▶ Written instruction: Retype the stretch of records below from the line containing "teal fabric texture." through the line containing "[(523, 144)]", keeping every character the same.

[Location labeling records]
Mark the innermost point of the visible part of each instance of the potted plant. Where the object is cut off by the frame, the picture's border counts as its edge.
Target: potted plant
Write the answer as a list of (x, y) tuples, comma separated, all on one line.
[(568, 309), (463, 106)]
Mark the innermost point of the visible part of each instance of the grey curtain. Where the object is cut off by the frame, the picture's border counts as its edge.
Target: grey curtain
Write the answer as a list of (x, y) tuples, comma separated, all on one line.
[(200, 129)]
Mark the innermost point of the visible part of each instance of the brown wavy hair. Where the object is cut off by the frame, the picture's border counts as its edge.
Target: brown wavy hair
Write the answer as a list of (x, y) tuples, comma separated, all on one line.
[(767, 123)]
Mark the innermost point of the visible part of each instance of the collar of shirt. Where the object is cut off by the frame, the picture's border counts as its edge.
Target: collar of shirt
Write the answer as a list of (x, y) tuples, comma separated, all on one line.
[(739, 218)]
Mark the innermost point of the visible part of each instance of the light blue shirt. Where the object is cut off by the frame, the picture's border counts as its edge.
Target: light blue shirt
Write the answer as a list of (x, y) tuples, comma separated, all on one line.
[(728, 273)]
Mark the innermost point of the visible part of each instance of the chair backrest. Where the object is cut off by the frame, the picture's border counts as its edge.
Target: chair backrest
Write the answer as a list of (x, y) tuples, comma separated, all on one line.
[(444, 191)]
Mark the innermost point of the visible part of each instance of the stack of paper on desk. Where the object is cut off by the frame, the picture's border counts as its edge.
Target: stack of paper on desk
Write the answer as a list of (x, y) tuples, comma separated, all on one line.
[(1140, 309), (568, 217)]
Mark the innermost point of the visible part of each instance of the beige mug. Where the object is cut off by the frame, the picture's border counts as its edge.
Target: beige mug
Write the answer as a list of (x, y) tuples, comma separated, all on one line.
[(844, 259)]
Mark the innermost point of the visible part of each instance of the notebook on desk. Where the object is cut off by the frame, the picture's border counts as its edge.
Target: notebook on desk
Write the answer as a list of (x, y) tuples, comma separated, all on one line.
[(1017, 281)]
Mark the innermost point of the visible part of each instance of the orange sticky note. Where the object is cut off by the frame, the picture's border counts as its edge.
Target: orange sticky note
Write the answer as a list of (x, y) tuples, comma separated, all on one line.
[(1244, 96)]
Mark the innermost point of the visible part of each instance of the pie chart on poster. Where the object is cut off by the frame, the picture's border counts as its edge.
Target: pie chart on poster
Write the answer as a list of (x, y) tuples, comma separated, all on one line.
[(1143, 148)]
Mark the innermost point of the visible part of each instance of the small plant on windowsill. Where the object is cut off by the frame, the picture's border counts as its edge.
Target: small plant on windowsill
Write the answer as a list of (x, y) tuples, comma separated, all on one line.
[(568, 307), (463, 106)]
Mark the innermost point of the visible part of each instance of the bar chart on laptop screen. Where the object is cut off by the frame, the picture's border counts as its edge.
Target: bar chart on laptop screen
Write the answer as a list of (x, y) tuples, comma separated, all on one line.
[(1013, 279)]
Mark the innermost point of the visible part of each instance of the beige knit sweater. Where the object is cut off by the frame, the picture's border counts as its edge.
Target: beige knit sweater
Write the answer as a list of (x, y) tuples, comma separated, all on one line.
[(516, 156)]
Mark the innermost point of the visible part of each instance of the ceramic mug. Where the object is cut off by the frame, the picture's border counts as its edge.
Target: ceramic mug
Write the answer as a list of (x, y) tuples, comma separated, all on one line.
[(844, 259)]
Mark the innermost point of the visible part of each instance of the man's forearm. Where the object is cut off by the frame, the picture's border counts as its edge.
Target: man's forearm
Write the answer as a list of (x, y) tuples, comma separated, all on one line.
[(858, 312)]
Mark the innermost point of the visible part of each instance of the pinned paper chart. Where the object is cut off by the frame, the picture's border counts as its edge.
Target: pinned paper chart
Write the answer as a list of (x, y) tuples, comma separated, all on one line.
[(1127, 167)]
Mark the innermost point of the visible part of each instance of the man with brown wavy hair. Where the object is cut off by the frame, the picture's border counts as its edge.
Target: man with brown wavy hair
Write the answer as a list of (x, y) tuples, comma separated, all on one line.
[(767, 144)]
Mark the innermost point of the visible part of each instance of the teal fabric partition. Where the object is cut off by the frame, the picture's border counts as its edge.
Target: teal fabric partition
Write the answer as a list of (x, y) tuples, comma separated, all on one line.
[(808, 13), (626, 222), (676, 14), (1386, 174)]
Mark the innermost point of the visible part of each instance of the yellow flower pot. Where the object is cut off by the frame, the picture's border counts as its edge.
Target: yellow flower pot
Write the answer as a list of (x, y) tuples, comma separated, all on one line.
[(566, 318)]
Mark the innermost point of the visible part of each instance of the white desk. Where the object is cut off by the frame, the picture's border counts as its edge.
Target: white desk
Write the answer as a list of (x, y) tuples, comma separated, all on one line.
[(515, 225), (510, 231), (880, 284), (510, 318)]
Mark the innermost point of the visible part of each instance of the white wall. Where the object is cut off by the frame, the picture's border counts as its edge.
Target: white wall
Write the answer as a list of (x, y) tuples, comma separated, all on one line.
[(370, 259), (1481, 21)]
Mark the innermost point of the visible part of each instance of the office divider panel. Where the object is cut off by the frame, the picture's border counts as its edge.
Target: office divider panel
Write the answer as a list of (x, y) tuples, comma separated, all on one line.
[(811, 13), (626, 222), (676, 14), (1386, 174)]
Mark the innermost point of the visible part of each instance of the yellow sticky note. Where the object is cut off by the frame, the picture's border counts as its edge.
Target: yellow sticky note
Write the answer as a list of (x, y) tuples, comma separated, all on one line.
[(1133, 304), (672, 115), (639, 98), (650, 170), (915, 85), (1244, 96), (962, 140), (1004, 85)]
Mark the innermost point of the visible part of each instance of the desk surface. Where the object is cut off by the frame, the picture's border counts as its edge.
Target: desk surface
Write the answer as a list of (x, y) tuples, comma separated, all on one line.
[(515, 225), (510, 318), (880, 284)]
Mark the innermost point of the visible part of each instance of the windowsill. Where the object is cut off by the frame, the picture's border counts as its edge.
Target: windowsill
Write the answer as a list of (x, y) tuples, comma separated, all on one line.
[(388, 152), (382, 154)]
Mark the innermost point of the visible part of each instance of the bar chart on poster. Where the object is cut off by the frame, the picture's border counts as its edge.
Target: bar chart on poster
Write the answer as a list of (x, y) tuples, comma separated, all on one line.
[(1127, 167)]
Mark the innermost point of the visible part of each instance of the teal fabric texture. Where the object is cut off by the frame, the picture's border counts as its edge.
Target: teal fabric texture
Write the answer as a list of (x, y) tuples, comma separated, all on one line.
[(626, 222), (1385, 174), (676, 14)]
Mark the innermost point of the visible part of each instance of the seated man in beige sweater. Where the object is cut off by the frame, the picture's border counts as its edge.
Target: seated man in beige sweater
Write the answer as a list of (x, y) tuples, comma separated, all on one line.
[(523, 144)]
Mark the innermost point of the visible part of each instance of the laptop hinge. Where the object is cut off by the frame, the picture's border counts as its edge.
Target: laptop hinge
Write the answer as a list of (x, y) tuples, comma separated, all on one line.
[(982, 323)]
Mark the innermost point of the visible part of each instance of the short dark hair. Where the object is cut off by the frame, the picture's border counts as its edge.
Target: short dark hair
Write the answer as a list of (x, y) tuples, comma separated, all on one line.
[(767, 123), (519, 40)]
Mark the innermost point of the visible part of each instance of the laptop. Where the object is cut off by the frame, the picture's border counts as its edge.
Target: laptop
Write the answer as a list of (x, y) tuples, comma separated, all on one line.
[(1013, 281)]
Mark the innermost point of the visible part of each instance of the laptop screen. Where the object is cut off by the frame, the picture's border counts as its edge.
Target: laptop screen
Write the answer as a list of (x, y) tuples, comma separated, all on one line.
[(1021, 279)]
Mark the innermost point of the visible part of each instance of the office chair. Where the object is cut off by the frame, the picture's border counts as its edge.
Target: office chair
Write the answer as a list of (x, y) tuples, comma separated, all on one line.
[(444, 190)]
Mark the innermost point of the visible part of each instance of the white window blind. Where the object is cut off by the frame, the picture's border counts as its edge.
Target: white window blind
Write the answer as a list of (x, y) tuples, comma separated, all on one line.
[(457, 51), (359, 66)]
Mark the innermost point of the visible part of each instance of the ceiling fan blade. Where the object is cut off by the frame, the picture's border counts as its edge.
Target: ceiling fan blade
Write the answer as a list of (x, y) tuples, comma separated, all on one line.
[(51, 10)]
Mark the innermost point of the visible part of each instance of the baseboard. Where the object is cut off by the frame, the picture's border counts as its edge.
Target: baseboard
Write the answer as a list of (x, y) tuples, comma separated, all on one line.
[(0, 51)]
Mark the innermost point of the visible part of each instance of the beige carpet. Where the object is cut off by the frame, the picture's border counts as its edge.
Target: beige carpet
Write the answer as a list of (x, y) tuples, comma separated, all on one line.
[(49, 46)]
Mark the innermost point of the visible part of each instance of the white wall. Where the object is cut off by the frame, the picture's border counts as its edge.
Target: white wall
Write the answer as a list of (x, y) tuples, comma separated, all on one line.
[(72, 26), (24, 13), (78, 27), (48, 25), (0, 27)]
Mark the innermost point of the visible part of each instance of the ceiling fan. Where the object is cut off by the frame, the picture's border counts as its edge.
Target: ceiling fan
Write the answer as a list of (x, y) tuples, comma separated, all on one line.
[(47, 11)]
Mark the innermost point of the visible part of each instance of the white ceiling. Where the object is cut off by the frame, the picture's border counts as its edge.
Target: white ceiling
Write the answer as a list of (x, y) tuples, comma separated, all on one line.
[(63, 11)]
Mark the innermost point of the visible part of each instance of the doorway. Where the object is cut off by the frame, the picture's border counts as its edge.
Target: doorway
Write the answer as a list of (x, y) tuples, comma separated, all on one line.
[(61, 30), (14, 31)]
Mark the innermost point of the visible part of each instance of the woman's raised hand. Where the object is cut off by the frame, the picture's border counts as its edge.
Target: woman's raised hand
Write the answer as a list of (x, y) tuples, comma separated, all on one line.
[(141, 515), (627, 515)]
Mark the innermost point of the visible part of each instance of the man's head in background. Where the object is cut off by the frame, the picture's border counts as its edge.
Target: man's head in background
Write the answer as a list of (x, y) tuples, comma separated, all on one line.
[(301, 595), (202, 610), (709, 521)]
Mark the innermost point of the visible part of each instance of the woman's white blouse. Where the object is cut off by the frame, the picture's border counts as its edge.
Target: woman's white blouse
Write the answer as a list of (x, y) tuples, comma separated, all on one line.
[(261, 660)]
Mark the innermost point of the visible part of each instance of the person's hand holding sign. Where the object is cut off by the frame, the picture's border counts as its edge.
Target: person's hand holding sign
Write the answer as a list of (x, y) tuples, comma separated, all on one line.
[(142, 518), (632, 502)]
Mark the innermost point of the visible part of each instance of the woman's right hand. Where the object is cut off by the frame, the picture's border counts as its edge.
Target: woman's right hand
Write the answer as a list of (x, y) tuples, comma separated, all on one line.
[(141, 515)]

▶ Result below:
Mark the innermost point of the visible part of each instance of the teal fabric texture. Where the object is cut off by the frame, the picture's border counts as its edge.
Target: teal fabric texture
Write the answer as a list of (x, y) tuples, comma separated, all on one line.
[(626, 222), (1385, 174), (676, 14)]
Mark the innermost point of the visible part of each instance of the seated man in beige sweater. Where the object is cut off by the frame, the picture's border counts as its edge.
Target: seated man in beige sweater
Write the answer as a list of (x, y) tuples, comma separated, all on one line.
[(523, 144)]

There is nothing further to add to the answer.